**WORK INSTRUCTION A**
Rewrite the portion of the cyber-espionage article from "The cyber-espionage campaign" up to and including "other media outlet.", substituting "diplomats" for "ambassadors".
**WORK INSTRUCTION B**
State whether each statement agrees with the cyber-espionage article, answering yes or no and quoting the words that decide it: (i) The hackers created 14 fake Facebook accounts. (ii) A concrete link to the Tehran government has been established. (iii) NewsOnAir.org had been taken offline by the time of publication.
**WORK INSTRUCTION C**
According to the cyber-espionage article, how many of the fake Facebook profiles claimed to work for NewsOnAir.org?

**SELECTED TEXT**
========================================

A US security company has uncovered a sophisticated three-year cyber espionage campaign carried out by Iranian hackers using social engineering techniques to monitor military and political leaders in the US, UK, Israel, Syria, Iraq and Afghanistan.
The cyber-espionage campaign saw a group of cyber-spies based in Iran create 14 fake Facebook accounts and use those to infiltrate high-profile targets around the world.
The security company, iSight Partners, said the hackers' targets include a four-star US Navy admiral, US lawmakers and ambassadors, members of the US-Israeli lobby, and personnel from Britain, Saudi Arabia, Syria, Iraq and Afghanistan.
The campaign is being called the most sophisticated cyber-espionage campaign ever mounted and while no concrete link to the Tehran government has been established, the complexity and length of the campaign would suggest it was carried out with the support of a nation state.
Six of the fake Facebook profiles claimed to work for a news organisation called NewsOnAir.org, which itself was a fake website using content from Associated Press, BBC, Reuters and other media outlet.
At the time of publication, the website is still online.
The other 8 fake profiles claimed to work for defence contractors and other organisations, iSight said.
As well as creating fake Facebook profiles, the hackers created similar profiles on LinkedIn, Twitter and Google+. While Twitter and LinkedIn have not commented, LinkedIn said none of the 14 accounts associated with the iSight investigation were currently active.
Using the fake profiles the hacker first befriended acquaintances of their targets, such as college friends and co-workers, in a bid to establish trust.
Once they felt they had built up enough of a profile, the hackers would then befriend their target and send links to the NewsOnAir.org website in order to build up a sense of trust.

========================================

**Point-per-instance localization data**

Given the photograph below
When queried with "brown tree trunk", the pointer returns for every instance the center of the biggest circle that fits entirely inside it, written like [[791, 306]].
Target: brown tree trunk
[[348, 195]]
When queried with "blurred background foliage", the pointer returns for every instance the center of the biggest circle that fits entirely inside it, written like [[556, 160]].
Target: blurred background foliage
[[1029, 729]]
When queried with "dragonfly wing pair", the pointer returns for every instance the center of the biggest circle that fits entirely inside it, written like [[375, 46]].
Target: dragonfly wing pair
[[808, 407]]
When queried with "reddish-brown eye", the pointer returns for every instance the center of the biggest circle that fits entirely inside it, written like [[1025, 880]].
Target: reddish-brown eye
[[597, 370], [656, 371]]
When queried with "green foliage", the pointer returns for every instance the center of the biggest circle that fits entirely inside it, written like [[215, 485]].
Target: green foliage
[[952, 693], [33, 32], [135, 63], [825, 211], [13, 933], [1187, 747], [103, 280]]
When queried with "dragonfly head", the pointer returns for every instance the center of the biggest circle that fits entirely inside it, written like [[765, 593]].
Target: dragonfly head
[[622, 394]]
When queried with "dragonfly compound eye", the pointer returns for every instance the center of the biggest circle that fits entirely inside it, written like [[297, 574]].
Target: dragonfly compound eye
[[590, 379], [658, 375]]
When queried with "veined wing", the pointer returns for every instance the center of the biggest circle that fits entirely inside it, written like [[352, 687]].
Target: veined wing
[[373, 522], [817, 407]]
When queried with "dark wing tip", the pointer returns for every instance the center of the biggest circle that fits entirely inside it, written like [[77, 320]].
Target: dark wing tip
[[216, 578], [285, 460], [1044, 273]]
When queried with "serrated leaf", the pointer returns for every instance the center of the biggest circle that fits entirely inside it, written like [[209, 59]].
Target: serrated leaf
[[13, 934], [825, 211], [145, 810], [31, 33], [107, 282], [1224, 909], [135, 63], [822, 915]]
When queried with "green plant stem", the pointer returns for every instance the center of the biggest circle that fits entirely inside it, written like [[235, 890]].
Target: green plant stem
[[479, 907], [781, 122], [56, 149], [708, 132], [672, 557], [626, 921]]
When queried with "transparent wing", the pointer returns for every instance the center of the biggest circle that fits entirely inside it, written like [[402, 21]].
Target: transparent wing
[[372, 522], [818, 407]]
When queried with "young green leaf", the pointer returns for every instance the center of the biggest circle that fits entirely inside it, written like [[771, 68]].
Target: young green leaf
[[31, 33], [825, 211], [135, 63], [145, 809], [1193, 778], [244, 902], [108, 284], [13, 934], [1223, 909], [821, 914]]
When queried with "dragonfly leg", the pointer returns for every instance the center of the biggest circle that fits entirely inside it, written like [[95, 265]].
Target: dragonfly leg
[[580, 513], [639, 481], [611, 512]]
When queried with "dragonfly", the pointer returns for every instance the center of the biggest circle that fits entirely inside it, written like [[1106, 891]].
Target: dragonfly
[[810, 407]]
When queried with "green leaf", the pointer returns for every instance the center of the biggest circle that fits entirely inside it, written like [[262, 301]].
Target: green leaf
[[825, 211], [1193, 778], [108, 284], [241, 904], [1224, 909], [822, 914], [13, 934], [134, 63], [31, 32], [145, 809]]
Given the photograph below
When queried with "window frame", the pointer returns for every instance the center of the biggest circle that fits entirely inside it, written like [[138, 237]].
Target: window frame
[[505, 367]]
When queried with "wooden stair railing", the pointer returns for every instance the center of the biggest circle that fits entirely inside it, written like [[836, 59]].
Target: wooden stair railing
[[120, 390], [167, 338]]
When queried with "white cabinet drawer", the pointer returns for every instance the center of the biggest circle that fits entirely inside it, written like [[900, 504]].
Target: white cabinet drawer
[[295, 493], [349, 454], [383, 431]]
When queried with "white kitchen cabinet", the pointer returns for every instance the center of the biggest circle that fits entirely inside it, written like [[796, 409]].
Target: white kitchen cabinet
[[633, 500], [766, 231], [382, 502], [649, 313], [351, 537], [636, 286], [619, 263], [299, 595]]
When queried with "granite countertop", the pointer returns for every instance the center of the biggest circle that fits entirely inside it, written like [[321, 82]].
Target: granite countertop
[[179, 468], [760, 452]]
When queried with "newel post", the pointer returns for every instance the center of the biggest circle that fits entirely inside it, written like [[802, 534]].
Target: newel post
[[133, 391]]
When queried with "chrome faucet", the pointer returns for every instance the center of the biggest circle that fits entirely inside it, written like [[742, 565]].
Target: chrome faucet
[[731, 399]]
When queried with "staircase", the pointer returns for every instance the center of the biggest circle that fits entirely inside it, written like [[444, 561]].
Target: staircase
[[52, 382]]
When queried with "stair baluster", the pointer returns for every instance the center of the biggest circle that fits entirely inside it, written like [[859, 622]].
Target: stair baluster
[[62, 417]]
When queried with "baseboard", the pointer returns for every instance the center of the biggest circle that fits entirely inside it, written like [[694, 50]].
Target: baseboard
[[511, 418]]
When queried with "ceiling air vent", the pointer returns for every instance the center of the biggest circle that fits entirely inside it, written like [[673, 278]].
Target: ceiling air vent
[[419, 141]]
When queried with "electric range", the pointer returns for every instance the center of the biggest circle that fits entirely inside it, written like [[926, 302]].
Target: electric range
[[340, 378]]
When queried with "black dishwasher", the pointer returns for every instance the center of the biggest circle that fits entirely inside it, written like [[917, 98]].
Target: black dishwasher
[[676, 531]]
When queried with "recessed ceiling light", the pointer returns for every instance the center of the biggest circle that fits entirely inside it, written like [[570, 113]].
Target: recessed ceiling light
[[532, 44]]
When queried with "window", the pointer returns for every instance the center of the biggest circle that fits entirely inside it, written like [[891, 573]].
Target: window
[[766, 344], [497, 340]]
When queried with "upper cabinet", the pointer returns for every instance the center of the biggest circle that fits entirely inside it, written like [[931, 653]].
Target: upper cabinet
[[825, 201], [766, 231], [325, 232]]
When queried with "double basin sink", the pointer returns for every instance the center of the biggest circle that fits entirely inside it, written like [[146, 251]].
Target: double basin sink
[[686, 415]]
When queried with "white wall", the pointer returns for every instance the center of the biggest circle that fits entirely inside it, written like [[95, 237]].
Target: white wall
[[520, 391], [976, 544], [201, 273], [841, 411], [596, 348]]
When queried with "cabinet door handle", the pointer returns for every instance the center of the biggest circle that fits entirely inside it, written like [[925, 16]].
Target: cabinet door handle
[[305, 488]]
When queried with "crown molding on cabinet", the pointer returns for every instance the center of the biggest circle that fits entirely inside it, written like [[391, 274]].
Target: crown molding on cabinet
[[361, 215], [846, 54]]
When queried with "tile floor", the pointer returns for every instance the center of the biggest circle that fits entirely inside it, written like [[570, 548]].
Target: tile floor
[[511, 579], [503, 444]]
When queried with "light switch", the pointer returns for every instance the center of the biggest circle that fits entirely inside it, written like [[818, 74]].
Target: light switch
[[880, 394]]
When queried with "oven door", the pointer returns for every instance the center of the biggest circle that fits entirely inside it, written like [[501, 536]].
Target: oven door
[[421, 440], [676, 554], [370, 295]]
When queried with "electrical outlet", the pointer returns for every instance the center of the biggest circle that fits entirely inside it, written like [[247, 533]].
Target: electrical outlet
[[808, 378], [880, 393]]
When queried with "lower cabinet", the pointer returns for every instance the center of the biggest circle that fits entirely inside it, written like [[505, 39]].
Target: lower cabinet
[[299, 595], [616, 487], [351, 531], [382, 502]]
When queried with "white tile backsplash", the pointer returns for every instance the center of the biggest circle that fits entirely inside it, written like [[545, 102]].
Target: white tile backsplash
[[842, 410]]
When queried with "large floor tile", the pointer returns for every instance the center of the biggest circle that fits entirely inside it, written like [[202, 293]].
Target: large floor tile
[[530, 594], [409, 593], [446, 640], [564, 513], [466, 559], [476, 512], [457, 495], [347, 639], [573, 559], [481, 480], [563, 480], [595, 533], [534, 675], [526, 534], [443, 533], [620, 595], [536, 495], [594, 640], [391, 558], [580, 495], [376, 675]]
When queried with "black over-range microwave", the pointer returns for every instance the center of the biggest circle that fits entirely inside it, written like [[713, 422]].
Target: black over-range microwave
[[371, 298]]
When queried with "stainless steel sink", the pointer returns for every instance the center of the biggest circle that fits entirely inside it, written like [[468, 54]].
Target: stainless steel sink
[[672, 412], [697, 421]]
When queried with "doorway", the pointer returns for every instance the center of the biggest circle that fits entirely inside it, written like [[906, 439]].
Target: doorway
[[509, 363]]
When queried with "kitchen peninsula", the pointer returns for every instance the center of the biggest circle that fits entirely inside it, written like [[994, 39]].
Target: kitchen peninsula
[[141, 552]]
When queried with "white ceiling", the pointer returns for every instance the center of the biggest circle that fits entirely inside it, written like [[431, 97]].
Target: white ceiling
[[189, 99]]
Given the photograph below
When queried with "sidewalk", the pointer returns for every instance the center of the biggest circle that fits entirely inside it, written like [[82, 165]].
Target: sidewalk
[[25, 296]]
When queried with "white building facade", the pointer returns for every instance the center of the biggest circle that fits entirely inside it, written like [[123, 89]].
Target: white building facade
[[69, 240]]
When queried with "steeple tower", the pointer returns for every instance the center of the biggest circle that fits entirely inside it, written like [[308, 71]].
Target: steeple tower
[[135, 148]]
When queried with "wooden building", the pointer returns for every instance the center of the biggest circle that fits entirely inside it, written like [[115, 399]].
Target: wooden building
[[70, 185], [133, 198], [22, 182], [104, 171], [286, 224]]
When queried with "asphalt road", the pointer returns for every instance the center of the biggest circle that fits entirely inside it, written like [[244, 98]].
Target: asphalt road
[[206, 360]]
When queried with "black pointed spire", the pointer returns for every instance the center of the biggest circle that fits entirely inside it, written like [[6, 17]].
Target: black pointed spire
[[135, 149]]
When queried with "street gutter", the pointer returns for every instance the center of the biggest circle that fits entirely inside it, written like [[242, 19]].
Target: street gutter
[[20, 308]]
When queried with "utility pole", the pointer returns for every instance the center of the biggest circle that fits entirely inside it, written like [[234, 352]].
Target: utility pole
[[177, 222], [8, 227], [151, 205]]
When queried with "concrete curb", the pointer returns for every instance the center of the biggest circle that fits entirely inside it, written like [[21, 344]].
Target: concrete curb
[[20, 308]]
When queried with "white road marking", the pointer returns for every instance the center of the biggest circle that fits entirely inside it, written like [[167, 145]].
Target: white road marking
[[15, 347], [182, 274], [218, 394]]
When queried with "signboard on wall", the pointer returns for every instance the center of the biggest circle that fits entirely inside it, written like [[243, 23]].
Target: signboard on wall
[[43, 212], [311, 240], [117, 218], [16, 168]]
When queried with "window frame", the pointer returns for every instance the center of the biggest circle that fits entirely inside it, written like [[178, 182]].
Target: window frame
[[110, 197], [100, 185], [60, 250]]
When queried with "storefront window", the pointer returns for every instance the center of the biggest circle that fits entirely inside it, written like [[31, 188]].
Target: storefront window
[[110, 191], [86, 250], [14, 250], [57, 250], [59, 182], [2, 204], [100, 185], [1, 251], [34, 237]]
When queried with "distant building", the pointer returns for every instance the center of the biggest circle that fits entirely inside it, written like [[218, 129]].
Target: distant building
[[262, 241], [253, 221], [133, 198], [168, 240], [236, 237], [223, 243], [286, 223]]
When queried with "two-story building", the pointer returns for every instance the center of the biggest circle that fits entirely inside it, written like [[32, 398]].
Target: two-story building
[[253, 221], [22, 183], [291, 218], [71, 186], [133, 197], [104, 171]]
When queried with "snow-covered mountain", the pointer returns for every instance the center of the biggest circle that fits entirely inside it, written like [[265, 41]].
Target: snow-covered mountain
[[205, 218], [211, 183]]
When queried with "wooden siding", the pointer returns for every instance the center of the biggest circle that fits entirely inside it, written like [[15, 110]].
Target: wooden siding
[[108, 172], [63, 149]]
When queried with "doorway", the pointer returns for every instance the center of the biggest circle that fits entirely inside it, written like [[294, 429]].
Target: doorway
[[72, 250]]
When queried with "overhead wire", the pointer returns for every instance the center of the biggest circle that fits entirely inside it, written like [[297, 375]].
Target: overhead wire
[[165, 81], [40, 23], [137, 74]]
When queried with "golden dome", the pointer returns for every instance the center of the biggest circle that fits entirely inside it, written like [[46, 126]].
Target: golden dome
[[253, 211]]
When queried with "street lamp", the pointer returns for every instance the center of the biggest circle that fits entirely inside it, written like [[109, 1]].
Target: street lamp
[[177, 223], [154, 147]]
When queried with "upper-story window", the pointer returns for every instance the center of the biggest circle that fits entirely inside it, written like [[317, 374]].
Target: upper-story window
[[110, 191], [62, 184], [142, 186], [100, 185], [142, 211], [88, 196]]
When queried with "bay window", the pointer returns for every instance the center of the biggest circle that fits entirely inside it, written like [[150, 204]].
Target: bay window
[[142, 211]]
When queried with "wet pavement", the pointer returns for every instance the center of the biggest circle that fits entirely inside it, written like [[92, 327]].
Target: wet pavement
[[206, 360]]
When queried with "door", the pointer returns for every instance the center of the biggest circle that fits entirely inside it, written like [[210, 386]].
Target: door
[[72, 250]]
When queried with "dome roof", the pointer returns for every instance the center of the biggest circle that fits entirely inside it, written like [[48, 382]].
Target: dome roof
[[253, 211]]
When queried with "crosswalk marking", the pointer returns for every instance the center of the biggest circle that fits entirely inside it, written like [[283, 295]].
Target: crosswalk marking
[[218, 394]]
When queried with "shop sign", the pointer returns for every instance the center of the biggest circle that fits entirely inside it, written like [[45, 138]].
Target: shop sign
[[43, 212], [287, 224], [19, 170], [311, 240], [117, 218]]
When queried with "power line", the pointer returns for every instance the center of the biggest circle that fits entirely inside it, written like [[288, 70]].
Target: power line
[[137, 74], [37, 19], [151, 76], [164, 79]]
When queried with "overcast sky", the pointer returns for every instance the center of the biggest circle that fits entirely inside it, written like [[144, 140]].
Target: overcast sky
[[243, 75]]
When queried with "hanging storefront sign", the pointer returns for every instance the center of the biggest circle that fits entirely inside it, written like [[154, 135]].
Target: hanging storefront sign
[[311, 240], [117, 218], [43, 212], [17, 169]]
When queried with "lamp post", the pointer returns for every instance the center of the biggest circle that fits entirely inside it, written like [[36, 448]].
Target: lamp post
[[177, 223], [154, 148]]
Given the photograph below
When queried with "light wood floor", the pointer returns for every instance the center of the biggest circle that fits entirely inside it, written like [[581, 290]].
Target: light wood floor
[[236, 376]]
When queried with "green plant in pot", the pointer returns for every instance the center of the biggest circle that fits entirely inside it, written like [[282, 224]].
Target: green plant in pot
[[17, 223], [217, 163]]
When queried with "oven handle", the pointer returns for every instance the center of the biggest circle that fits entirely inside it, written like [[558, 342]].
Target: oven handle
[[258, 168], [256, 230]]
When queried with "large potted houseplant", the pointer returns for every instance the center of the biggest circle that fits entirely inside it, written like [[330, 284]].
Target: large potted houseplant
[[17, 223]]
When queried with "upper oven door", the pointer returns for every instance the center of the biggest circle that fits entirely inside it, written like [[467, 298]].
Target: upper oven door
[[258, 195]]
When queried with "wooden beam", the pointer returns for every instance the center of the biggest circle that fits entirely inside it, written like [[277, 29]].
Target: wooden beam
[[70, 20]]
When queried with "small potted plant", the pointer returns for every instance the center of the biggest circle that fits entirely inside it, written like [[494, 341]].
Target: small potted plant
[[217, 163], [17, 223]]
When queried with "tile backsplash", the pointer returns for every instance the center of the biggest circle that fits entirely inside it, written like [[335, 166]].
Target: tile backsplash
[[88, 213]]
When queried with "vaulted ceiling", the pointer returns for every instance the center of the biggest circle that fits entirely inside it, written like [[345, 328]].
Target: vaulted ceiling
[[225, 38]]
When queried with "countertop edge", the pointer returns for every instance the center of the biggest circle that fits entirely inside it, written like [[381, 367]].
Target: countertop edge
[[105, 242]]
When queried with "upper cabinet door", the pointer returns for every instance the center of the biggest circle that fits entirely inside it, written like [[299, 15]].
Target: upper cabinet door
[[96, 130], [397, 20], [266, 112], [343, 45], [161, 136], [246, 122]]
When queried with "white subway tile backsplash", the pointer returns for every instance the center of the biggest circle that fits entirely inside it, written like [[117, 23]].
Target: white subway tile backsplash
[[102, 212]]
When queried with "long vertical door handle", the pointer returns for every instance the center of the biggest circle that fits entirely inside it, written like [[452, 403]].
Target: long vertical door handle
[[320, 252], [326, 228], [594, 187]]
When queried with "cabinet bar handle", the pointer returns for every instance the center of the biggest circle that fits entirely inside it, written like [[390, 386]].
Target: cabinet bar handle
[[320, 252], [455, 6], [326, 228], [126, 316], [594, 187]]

========================================

**WRITTEN ANSWER A**
The cyber-espionage campaign saw a group of cyber-spies based in Iran create 14 fake Facebook accounts and use those to infiltrate high-profile targets around the world.
The security company, iSight Partners, said the hackers' targets include a four-star US Navy admiral, US lawmakers and diplomats, members of the US-Israeli lobby, and personnel from Britain, Saudi Arabia, Syria, Iraq and Afghanistan.
The campaign is being called the most sophisticated cyber-espionage campaign ever mounted and while no concrete link to the Tehran government has been established, the complexity and length of the campaign would suggest it was carried out with the support of a nation state.
Six of the fake Facebook profiles claimed to work for a news organisation called NewsOnAir.org, which itself was a fake website using content from Associated Press, BBC, Reuters and other media outlet.

**WRITTEN ANSWER B**
(i) Yes: "create 14 fake Facebook accounts"
(ii) No: "no concrete link to the Tehran government has been established"
(iii) No: "At the time of publication, the website is still online."

**WRITTEN ANSWER C**
Six